AUSGANGSTEXT:
◇ ◇ ◇ ◇ ◇

# Pro Evolution Soccer 2010 Bundesliga Edition für Xbox360?



## ElectroRob (12. Februar 2010)

*Pro Evolution Soccer 2010 Bundesliga Edition für Xbox360?*

Gibt es da mittlerweile etwas?

Bei PES2009 habe ich auch eine Bundesliga edition, wäre doch gelacht, wenn es bei der 2010 Version nicht auch gehen würde...


----------



## grubsnek (12. Februar 2010)

*AW: Pro Evolution Soccer 2010 Bundesliga Edition für Xbox360?*

Für den PC hab ich erst vor kurzem einen Bundesliga Patch mit allen Transfers aus der Winterpause runtergeladen. 
Ob es sowas auch für Xbox gibt entzieht sich leider meiner Kenntnis.


----------



## ElectroRob (13. Februar 2010)

*AW: Pro Evolution Soccer 2010 Bundesliga Edition für Xbox360?*

Sowas gibt es wohl, man muss dann aber die ISO bearbeiten 
Eine überarbeitet ISO wäre mir lieber


----------



## derGee (23. Februar 2010)

*AW: Pro Evolution Soccer 2010 Bundesliga Edition für Xbox360?*

@grubsnek: hey, ich bin schon ewig auf der suche nach einem buli patch für den pc, keiner hat aber bisher funktioniert.kannst du mir vielleicht weiterhelfen mit nem link, etc.

◇ ◇ ◇ ◇ ◇

ZEILEN:
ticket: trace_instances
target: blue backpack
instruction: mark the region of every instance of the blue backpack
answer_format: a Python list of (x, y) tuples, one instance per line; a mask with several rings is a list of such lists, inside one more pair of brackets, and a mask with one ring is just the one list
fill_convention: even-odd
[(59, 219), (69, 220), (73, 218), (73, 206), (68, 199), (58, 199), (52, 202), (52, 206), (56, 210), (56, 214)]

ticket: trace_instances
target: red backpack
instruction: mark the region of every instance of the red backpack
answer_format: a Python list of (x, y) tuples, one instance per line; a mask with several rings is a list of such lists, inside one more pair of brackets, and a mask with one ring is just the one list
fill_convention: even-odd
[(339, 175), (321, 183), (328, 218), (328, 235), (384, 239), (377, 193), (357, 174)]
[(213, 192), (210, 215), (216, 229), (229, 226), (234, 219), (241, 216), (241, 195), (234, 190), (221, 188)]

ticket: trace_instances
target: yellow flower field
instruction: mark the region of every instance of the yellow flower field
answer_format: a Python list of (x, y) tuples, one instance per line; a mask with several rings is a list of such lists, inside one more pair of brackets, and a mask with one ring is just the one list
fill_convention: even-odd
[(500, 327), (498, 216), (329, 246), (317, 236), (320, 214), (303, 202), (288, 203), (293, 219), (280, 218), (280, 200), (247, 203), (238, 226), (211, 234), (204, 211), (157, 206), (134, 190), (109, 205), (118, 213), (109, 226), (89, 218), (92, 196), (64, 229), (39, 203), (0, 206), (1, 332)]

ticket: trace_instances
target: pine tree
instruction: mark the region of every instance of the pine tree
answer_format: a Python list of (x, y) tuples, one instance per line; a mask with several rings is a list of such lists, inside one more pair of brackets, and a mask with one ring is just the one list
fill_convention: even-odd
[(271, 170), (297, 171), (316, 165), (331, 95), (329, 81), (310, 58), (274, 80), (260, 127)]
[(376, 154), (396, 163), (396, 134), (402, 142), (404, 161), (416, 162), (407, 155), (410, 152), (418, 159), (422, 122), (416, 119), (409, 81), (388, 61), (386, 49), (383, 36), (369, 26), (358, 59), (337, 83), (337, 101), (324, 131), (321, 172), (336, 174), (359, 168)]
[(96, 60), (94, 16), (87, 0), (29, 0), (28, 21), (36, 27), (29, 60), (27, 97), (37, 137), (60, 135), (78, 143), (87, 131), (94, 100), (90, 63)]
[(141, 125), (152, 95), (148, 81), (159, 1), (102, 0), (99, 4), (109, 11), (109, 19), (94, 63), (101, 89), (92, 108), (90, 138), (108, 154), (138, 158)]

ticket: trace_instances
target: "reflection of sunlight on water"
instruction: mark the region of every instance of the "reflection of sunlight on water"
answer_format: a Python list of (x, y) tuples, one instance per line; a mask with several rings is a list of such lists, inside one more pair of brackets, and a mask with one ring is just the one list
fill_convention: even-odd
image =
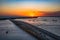
[[(32, 25), (60, 25), (60, 20), (58, 17), (38, 17), (32, 19), (17, 19), (19, 21), (24, 21)], [(56, 21), (57, 20), (57, 21)]]

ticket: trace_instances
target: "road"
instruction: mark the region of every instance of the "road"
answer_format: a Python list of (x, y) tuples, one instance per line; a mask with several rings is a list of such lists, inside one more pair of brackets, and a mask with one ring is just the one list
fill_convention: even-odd
[[(6, 34), (6, 31), (8, 33)], [(0, 40), (37, 40), (10, 20), (0, 20)]]
[[(23, 30), (27, 31), (28, 33), (33, 34), (38, 39), (42, 38), (42, 40), (45, 40), (45, 39), (46, 40), (48, 40), (48, 39), (49, 40), (60, 40), (60, 37), (55, 35), (54, 33), (51, 33), (47, 30), (38, 28), (38, 27), (33, 26), (29, 23), (26, 23), (23, 21), (17, 21), (17, 20), (12, 20), (12, 22), (15, 23), (16, 25), (20, 26), (19, 28), (22, 28)], [(50, 37), (48, 37), (47, 35)]]

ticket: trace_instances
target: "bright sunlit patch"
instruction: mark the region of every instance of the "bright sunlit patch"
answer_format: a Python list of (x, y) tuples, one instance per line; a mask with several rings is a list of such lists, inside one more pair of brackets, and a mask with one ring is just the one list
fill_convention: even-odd
[(34, 15), (34, 13), (30, 13), (30, 15), (29, 15), (29, 16), (34, 17), (35, 15)]

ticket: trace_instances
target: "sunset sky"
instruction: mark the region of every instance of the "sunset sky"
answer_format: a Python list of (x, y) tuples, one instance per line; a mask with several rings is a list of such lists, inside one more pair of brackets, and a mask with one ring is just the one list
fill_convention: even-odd
[(2, 0), (0, 15), (37, 16), (44, 12), (60, 11), (60, 0)]

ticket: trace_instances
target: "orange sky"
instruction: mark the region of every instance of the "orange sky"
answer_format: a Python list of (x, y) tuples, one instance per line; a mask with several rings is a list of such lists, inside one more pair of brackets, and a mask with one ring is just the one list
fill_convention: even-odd
[(0, 15), (11, 16), (43, 16), (45, 12), (60, 11), (60, 5), (57, 2), (48, 1), (16, 1), (16, 2), (4, 2), (0, 7)]

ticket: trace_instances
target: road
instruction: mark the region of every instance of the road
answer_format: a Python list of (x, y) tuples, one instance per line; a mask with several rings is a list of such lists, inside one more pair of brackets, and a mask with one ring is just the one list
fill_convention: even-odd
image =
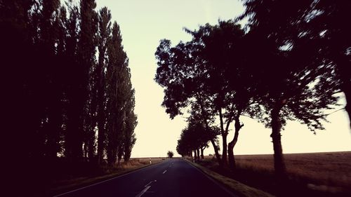
[(56, 196), (235, 196), (182, 159), (168, 159)]

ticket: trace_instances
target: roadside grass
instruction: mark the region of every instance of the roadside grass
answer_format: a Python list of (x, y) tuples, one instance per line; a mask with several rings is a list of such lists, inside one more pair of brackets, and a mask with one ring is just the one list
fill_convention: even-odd
[(122, 161), (119, 165), (102, 167), (102, 169), (100, 170), (102, 173), (100, 175), (94, 174), (84, 177), (71, 177), (69, 179), (53, 179), (51, 181), (51, 184), (48, 188), (41, 191), (37, 191), (33, 196), (59, 195), (158, 163), (163, 160), (164, 160), (163, 158), (152, 158), (152, 164), (150, 164), (149, 158), (131, 158), (127, 163), (124, 163)]
[(241, 197), (274, 197), (274, 196), (257, 189), (256, 188), (245, 185), (238, 181), (221, 175), (214, 171), (209, 170), (199, 164), (190, 161), (192, 165), (201, 170), (203, 172), (217, 180), (229, 188), (233, 193)]
[(237, 169), (223, 170), (213, 156), (199, 164), (279, 196), (351, 196), (351, 152), (284, 154), (289, 179), (274, 178), (272, 155), (236, 156)]

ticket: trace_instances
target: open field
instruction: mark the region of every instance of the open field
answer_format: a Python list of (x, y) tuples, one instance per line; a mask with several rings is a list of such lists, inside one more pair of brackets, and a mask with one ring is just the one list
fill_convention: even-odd
[(34, 196), (41, 196), (43, 194), (44, 196), (49, 196), (62, 193), (157, 163), (164, 159), (164, 158), (151, 158), (152, 164), (150, 163), (150, 158), (132, 158), (128, 163), (124, 163), (122, 159), (120, 165), (101, 169), (100, 174), (74, 177), (69, 179), (53, 179), (48, 187), (41, 191), (44, 193), (34, 191)]
[[(291, 190), (319, 196), (351, 196), (351, 151), (284, 154)], [(200, 164), (248, 185), (274, 193), (273, 155), (236, 156), (237, 169), (221, 171), (213, 156)], [(321, 194), (322, 193), (322, 194)], [(295, 194), (298, 194), (295, 193)]]

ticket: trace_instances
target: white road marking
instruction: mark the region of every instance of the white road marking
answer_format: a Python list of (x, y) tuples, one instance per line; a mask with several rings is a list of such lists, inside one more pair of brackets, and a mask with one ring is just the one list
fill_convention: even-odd
[[(156, 166), (157, 165), (162, 163), (163, 162), (160, 162), (160, 163), (156, 163), (155, 165), (153, 165), (146, 166), (146, 167), (142, 168), (140, 169), (138, 169), (138, 170), (136, 170), (135, 171), (132, 171), (132, 172), (128, 172), (128, 173), (119, 175), (118, 177), (113, 177), (113, 178), (111, 178), (111, 179), (107, 179), (107, 180), (101, 181), (100, 182), (97, 182), (95, 184), (91, 184), (91, 185), (88, 185), (88, 186), (86, 186), (81, 187), (81, 188), (79, 188), (79, 189), (74, 189), (74, 190), (72, 190), (72, 191), (65, 192), (63, 193), (58, 194), (56, 196), (54, 196), (53, 197), (58, 197), (58, 196), (64, 196), (64, 195), (66, 195), (66, 194), (68, 194), (68, 193), (72, 193), (72, 192), (74, 192), (74, 191), (79, 191), (79, 190), (81, 190), (81, 189), (86, 189), (86, 188), (88, 188), (88, 187), (91, 187), (91, 186), (94, 186), (94, 185), (97, 185), (97, 184), (102, 184), (102, 183), (104, 183), (104, 182), (109, 182), (110, 180), (114, 179), (117, 179), (117, 178), (120, 178), (120, 177), (124, 177), (126, 175), (128, 175), (129, 174), (132, 174), (132, 173), (134, 173), (134, 172), (138, 172), (138, 171), (144, 170), (145, 169), (147, 169), (150, 167)], [(154, 180), (154, 182), (156, 182), (156, 180)]]
[(149, 189), (149, 188), (150, 188), (151, 186), (146, 186), (145, 188), (144, 188), (144, 189), (143, 189), (143, 191), (139, 193), (137, 196), (135, 196), (135, 197), (140, 197), (141, 196), (143, 196), (143, 194), (144, 194), (144, 193), (145, 193), (147, 189)]

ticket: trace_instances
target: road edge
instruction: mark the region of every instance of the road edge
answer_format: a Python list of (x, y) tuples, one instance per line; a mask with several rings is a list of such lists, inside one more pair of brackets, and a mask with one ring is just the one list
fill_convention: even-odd
[[(274, 197), (272, 194), (262, 190), (249, 186), (233, 179), (221, 175), (214, 171), (200, 165), (196, 163), (192, 163), (187, 159), (184, 159), (198, 170), (204, 173), (210, 179), (213, 180), (220, 186), (226, 189), (227, 191), (240, 197)], [(220, 177), (220, 179), (218, 177)]]
[[(157, 164), (161, 163), (163, 162), (165, 162), (166, 161), (166, 160), (161, 161), (157, 162), (157, 163), (141, 166), (140, 168), (135, 168), (135, 169), (133, 169), (131, 170), (126, 170), (126, 171), (121, 172), (121, 174), (117, 174), (115, 176), (112, 175), (101, 176), (100, 179), (98, 179), (98, 180), (92, 181), (91, 182), (82, 182), (80, 184), (74, 185), (72, 186), (67, 186), (67, 188), (65, 188), (65, 189), (57, 189), (56, 191), (50, 191), (48, 193), (48, 196), (53, 196), (53, 197), (61, 196), (63, 196), (63, 195), (65, 195), (65, 194), (67, 194), (67, 193), (72, 193), (72, 192), (74, 192), (76, 191), (79, 191), (79, 190), (89, 187), (89, 186), (92, 186), (97, 185), (97, 184), (105, 182), (108, 182), (108, 181), (110, 181), (110, 180), (116, 179), (116, 178), (126, 176), (126, 175), (129, 175), (131, 173), (133, 173), (133, 172), (142, 170), (145, 168), (155, 165)], [(95, 179), (95, 178), (97, 178), (97, 177), (91, 177), (91, 179)]]

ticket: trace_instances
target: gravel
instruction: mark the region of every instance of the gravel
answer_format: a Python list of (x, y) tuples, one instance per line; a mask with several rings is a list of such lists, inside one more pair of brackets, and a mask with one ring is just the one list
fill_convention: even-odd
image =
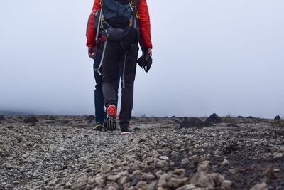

◇ ◇ ◇ ◇ ◇

ZIEL A:
Beantworten Sie anhand des Ausgangstextes folgende Fragen:
(i) Für welche Version von Pro Evolution Soccer besitzt ElectroRob bereits eine Bundesliga-Edition?
(ii) Für welche Plattform hat grubsnek vor kurzem einen Bundesliga-Patch heruntergeladen?
(iii) Was muss man laut ElectroRobs Beitrag vom 13. Februar 2010 bearbeiten?
ZIEL B:
Tippen Sie den Abschnitt des Ausgangstextes ab, der mit „# Pro Evolution“ beginnt und sich bis einschließlich „da mittlerweile etwas?“ fortsetzt.

ERWARTETE ANTWORT A:
(i) PES2009
(ii) Für den PC
(iii) Die ISO

ERWARTETE ANTWORT B:
# Pro Evolution Soccer 2010 Bundesliga Edition für Xbox360?



## ElectroRob (12. Februar 2010)

*Pro Evolution Soccer 2010 Bundesliga Edition für Xbox360?*

Gibt es da mittlerweile etwas?